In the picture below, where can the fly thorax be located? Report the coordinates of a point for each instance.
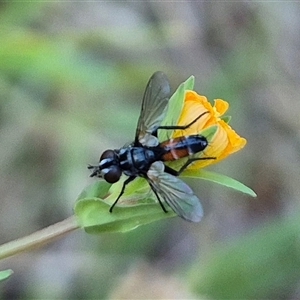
(142, 158)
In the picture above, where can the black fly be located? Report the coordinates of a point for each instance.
(145, 157)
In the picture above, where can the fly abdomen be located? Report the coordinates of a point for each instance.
(183, 146)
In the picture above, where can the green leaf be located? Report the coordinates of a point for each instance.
(175, 107)
(5, 274)
(99, 189)
(220, 179)
(93, 215)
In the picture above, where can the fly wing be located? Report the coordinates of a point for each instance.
(177, 194)
(154, 109)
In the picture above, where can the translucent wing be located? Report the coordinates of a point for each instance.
(177, 194)
(154, 109)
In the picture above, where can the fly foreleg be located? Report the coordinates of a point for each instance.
(128, 180)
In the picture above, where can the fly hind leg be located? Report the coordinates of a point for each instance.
(188, 162)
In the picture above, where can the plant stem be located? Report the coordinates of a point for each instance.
(38, 238)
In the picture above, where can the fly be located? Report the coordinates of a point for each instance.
(145, 157)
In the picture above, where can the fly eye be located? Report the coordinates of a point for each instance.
(113, 175)
(108, 154)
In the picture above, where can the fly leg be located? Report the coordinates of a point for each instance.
(156, 194)
(189, 161)
(129, 179)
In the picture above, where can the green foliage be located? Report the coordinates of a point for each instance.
(264, 264)
(175, 106)
(220, 179)
(134, 209)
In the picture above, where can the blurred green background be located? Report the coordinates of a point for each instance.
(72, 76)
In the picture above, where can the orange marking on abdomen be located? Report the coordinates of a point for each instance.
(173, 151)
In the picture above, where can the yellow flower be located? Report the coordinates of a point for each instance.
(225, 142)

• • •

When you transcribe these entries, keep every word exact and drop the pictures.

In the picture below, where can the fly thorax be located? Report the coordinates of a point for each instance.
(142, 158)
In the picture above, where can the black fly be located? Report the coordinates of a point for each instance.
(145, 157)
In the picture above, where can the fly abdomen be located? Report the coordinates of a point for each instance.
(183, 146)
In the picture above, where can the green leaf be located? Report the coordinates of a point for each instance.
(175, 107)
(5, 274)
(99, 189)
(220, 179)
(93, 215)
In the picture above, where can the fly wing be located? Report the coordinates of a point for each instance.
(177, 194)
(154, 109)
In the picture above, where can the translucent wing be located? Report the coordinates of a point for each instance.
(177, 194)
(154, 109)
In the picture above, where can the fly foreleg be located? Report the coordinates of a point for each instance.
(128, 180)
In the picture above, where can the fly hind leg be located? Report the coordinates of a point for each instance.
(188, 162)
In the picture above, where can the plant stem be located? Report the coordinates of a point for each instance.
(38, 238)
In the picture above, where can the fly be located? Report the coordinates of a point for each instance.
(145, 157)
In the picture above, where can the fly eye be located? Report the coordinates of a point for each instance.
(113, 175)
(108, 154)
In the picture above, where can the fly leg be located? Report the coordinates of a point for each instance.
(156, 194)
(189, 161)
(129, 179)
In the picture above, where can the green foliage be located? Report the coordinates of a point for each instance.
(264, 264)
(175, 106)
(220, 179)
(134, 209)
In the picture above, where can the blurred green background be located? Report the coordinates of a point for each instance.
(72, 76)
In the picture above, where can the orange marking on abdomen be located? Report the coordinates of a point for each instance.
(173, 151)
In the picture above, where can the yellow flower be located? Report the coordinates of a point for each instance.
(225, 142)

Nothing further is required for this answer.